_FRAGMENTO DEL TEXTO_:
Concretamente, podría decirse que Daaaaaalí! es el cruce de dos películas de Buñuel. El hecho de que Salvador Dalí sea interpretado por diversos comediantes y cambie de rostro inopinadamente nos retrotrae a la Conchita de Cet obscur objet du désir. Y esa estructura en la que las secuencias se van revelando como el relato de un sueño dentro del relato de un sueño etc. nos recuerda al pasaje de Le Charme discret de la bourgeoisie que usa exactamente el mismo recurso. Buñuel y Dalí, amigos en los inicios del surrealismo, se distinguen además por ser dos autores españoles que realizaron una parte significativa de su obra en Francia. Tal vez Daaaaaalí! sea también un caso singularísimo de film que trata, de fondo, el tema de la presencia de un determinado genio subpirenaico en el medio cultural francés del siglo pasado.

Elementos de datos
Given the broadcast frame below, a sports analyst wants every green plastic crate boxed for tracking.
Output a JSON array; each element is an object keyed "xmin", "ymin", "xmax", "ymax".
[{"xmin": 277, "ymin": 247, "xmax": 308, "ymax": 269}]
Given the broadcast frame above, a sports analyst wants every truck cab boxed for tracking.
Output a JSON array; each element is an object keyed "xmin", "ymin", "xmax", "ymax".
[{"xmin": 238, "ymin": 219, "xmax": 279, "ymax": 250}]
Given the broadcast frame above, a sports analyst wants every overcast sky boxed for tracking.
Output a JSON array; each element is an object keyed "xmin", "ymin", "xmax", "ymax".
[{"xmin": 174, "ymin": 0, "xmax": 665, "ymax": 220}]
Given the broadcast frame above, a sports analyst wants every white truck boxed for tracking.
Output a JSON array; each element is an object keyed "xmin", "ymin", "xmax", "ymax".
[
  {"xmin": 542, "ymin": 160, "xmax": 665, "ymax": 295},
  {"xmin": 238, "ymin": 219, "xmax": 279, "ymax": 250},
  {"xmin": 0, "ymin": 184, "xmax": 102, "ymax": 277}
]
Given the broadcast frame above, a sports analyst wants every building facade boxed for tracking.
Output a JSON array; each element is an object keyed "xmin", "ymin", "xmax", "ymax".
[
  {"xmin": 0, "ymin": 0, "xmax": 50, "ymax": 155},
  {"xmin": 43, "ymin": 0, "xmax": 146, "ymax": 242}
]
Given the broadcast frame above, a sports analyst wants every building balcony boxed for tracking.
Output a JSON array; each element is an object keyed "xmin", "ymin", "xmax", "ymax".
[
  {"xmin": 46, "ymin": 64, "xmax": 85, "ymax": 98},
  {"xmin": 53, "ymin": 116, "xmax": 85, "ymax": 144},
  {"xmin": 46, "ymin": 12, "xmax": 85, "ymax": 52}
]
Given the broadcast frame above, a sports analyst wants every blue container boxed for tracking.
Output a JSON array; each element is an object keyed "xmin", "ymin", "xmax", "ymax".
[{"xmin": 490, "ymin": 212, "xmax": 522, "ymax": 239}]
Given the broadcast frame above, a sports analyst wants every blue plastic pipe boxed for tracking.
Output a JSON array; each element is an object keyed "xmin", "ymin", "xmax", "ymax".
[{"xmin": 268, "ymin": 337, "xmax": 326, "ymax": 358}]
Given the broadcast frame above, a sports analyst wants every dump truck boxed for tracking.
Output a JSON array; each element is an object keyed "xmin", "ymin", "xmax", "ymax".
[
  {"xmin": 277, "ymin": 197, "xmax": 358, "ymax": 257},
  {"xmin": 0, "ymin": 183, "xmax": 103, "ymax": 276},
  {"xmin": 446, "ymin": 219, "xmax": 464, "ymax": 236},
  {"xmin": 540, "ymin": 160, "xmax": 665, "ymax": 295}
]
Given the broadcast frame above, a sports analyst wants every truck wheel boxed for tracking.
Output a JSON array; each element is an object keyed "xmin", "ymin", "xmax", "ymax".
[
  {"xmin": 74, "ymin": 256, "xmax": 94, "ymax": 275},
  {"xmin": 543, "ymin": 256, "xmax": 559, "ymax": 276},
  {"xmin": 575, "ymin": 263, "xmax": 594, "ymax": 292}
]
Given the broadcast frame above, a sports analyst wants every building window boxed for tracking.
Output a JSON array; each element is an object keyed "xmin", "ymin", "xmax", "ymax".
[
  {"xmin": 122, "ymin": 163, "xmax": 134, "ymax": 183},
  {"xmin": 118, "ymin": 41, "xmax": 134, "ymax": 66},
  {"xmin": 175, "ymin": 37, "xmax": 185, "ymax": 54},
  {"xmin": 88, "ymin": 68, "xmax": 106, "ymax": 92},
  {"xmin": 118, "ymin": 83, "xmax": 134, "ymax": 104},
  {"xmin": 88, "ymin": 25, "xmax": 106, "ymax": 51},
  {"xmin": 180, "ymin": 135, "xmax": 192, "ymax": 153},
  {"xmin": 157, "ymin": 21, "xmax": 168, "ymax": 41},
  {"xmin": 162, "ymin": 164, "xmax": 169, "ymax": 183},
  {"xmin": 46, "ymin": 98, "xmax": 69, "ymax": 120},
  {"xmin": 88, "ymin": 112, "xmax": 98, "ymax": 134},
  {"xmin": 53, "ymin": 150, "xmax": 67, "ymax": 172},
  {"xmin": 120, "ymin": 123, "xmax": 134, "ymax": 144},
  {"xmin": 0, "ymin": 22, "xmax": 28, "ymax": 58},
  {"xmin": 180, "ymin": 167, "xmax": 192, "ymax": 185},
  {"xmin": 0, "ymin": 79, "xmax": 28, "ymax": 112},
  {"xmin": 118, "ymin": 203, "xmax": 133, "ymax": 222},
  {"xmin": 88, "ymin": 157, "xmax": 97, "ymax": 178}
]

_TAREA A REALIZAR_: Extrae sin ningún cambio el pasaje del fragmento sobre Daaaaaalí! que va desde "Concretamente, podría decirse" hasta "del siglo pasado.".

_ESPACIO DE RESPUESTA_:
Concretamente, podría decirse que Daaaaaalí! es el cruce de dos películas de Buñuel. El hecho de que Salvador Dalí sea interpretado por diversos comediantes y cambie de rostro inopinadamente nos retrotrae a la Conchita de Cet obscur objet du désir. Y esa estructura en la que las secuencias se van revelando como el relato de un sueño dentro del relato de un sueño etc. nos recuerda al pasaje de Le Charme discret de la bourgeoisie que usa exactamente el mismo recurso. Buñuel y Dalí, amigos en los inicios del surrealismo, se distinguen además por ser dos autores españoles que realizaron una parte significativa de su obra en Francia. Tal vez Daaaaaalí! sea también un caso singularísimo de film que trata, de fondo, el tema de la presencia de un determinado genio subpirenaico en el medio cultural francés del siglo pasado.